Jogos Olímpicos cancelados se a pandemia não estiver controlada

Presidente do comité organizador de Tóquio 2020 diz que não pode haver outro adiamento. Se não forem realizados em 2021, não haverá outra solução senão cancelar o evento.

O presidente do comité organizador Jogos Olímpicos do Japão afirmou esta terça-feira que o evento será cancelado se a pandemia não estiver sob controlo e propôs que a cerimónia de encerramento dos Jogos Olímpicos seja eliminada para reduzir despesas.

Em entrevista ao jornal desportivo japonês Nikkan Sports, Yoshiro Morri afirmou que se a pandemia ainda estiver em andamento "os Jogos terão de ser cancelados". Não há outro adiamento para além de 2021 e, se não forem realizados naquele ano, não haverá outra solução senão cancelar os Jogos, explicou.

O presidente do comité organizador de Tóquio 2020 propôs que a cerimónia de encerramento dos Jogos Olímpicos e a cerimónia de abertura dos Jogos Paraolímpicos sejam eliminadas para reduzir despesas.

A proposta de Mori é realizar uma cerimónia de abertura geral no início dos Jogos Olímpicos, programada para começar em 23 de julho de 2021, e outra cerimónia de encerramento, também geral, no final das Paraolimpíadas, que terminará em 5 de setembro.

→ TAREFA 1
Responda às perguntas seguintes com base no texto sobre o possível cancelamento dos Jogos Olímpicos de Tóquio.
(a) A que jornal foi dada a entrevista do presidente do comité organizador?
(b) Em que data estão programados para começar os Jogos Olímpicos?
(c) Em que data terminarão as Paraolimpíadas?
→ TAREFA 2
Prossiga o texto sobre o possível cancelamento dos Jogos Olímpicos de Tóquio, a partir da última frase apresentada.

Registos extraídos de uma coleção:

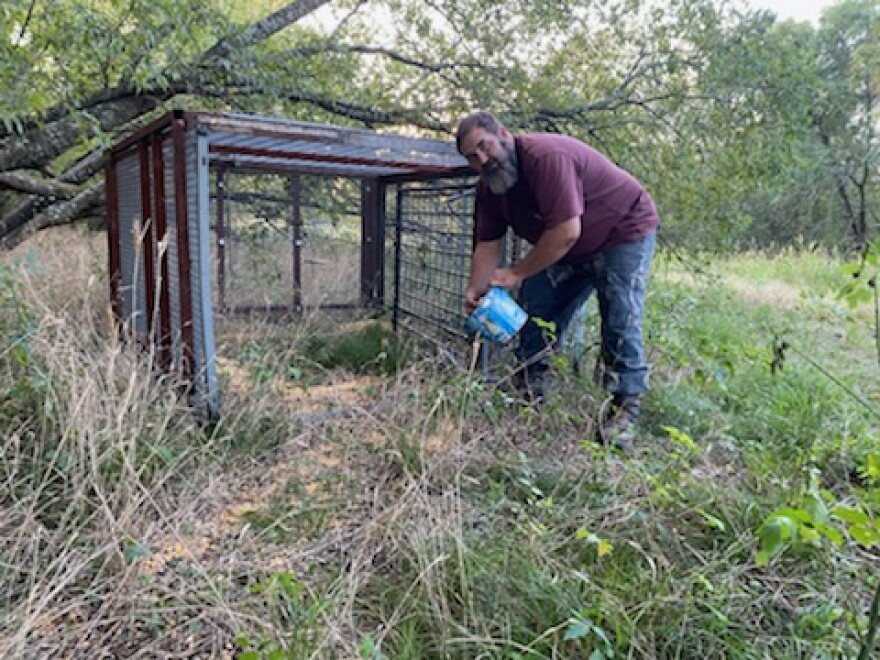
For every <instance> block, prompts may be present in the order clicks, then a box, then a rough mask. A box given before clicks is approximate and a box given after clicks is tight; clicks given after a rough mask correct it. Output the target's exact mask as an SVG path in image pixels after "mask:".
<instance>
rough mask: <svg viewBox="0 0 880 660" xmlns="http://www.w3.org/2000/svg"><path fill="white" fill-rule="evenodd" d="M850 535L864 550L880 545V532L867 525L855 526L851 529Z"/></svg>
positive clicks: (851, 527)
mask: <svg viewBox="0 0 880 660" xmlns="http://www.w3.org/2000/svg"><path fill="white" fill-rule="evenodd" d="M849 534H850V536H852V537H853V540H855V542H856V543H858V544H859V545H861V546H862V547H864V548H870V547H873V546H875V545H877V544H878V543H880V532H878V531H877V529H875V528H873V527H868V526H866V525H853V526H852V527H850V528H849Z"/></svg>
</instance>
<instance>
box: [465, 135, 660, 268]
mask: <svg viewBox="0 0 880 660" xmlns="http://www.w3.org/2000/svg"><path fill="white" fill-rule="evenodd" d="M516 152H517V159H518V161H519V164H518V167H519V180H518V181H517V183H516V185H515V186H514V187H513V188H511V189H510V190H508V191H507V192H506V193H504V194H503V195H495V194H493V193H492V192H491V191H490V190H489V187H488V186H487V185H486V184H485V183H483V182H482V181H480V182H479V183H478V184H477V205H476V211H475V215H476V239H477V240H478V241H494V240H498V239H499V238H502V237H503V236H504V234H505V232H506V231H507V228H508V227H510V228H512V229H513V231H514V232H515V233H516V234H517V235H518V236H521V237H522V238H524V239H525V240H527V241H528V242H529V243H531V244H532V245H534V244H535V243H536V242H537V241H538V239H539V238H540V237H541V234H543V233H544V231H545V230H546V229H549V228H551V227H554V226H556V225H558V224H560V223H562V222H564V221H565V220H568V219H569V218H574V217H580V219H581V236H580V238H579V239H578V241H577V243H575V244H574V246H573V247H572V248H571V250H569V252H568V254H566V255H565V256H564V257H563V258H562V261H564V262H577V261H579V260H581V259H585V258H589V257H592V256H594V255H596V254H598V253H599V252H602V251H604V250H607V249H608V248H612V247H615V246H617V245H621V244H623V243H629V242H632V241H635V240H638V239H640V238H642V237H643V236H645V235H646V234H648V233H649V232H650V231H651V230H653V229H655V228H656V227H657V226H658V225H659V224H660V217H659V216H658V215H657V209H656V207H655V206H654V202H653V201H652V200H651V197H650V195H648V193H647V192H646V191H645V189H644V188H643V187H642V185H641V184H640V183H639V182H638V181H637V180H636V179H635V177H633V176H632V175H631V174H630V173H629V172H627V171H626V170H623V169H621V168H619V167H618V166H617V165H615V164H614V163H612V162H611V161H610V160H609V159H608V158H606V157H605V156H603V155H602V154H601V153H599V152H598V151H596V150H595V149H593V148H592V147H590V146H588V145H586V144H584V143H583V142H581V141H579V140H576V139H574V138H571V137H566V136H564V135H555V134H550V133H532V134H524V135H518V136H516Z"/></svg>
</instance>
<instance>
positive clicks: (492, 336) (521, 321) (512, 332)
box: [465, 286, 528, 344]
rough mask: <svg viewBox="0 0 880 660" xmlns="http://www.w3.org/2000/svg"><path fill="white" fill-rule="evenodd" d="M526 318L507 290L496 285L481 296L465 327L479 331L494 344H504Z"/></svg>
mask: <svg viewBox="0 0 880 660" xmlns="http://www.w3.org/2000/svg"><path fill="white" fill-rule="evenodd" d="M527 320H528V315H527V314H526V313H525V312H524V311H523V309H522V308H521V307H520V306H519V305H517V304H516V301H515V300H514V299H513V298H512V297H511V295H510V294H509V293H508V292H507V290H506V289H502V288H501V287H497V286H496V287H492V288H491V289H489V291H488V293H486V295H485V296H483V299H482V300H481V301H480V304H479V305H478V306H477V308H476V309H475V310H474V313H473V314H471V315H470V316H469V317H468V320H467V322H466V323H465V328H467V329H468V330H469V331H470V332H479V333H480V334H481V335H482V336H483V337H485V338H486V339H488V340H489V341H492V342H495V343H496V344H506V343H507V342H509V341H510V340H511V339H513V338H514V336H516V333H517V332H519V331H520V329H522V327H523V325H525V322H526V321H527Z"/></svg>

→ RESPOSTA ESPERADA 1
(a) Ao jornal desportivo japonês Nikkan Sports.
(b) Em 23 de julho de 2021.
(c) Em 5 de setembro.

→ RESPOSTA ESPERADA 2
O organizador veterano admitiu que não é uma mudança fácil, pois ainda não sabem se os comités olímpicos e paralímpicos internacionais estão de acordo ou o que fariam com os bilhetes já vendidos das cerimónias que seriam eliminadas.

"Espero que todos os envolvidos percebam que adiamento para 2021 é o primeiro na história das Olimpíadas", lembrou Mori, que afirmou não saber qual será o custo económico adicional causado por esse adiamento.

A realização dos Jogos Olímpicos 2020 depende da descoberta de uma vacina

A comunidade médica no Japão está a chegar a um consenso de que a realização dos Jogos Olímpicos Tóquio 2020, em 2021, pode depender de se encontrar uma vacina contra o covid-19, foi esta terça-feira anunciado.

O Presidente da Associação Médica do Japão, Yoshitake Yokokura, defendeu, no decorrer de uma conferência de imprensa, que "os Jogos Olímpicos só serão possíveis se a infeção estiver sob controlo, não apenas no Japão, mas em todo o mundo". "Na minha opinião, será difícil realizar os Jogos a menos que sejam desenvolvidas vacinas eficazes", disse Yokokura, sem adiantar se opõe à sua realização sem que se tenha encontrado uma cura ou um medicamento.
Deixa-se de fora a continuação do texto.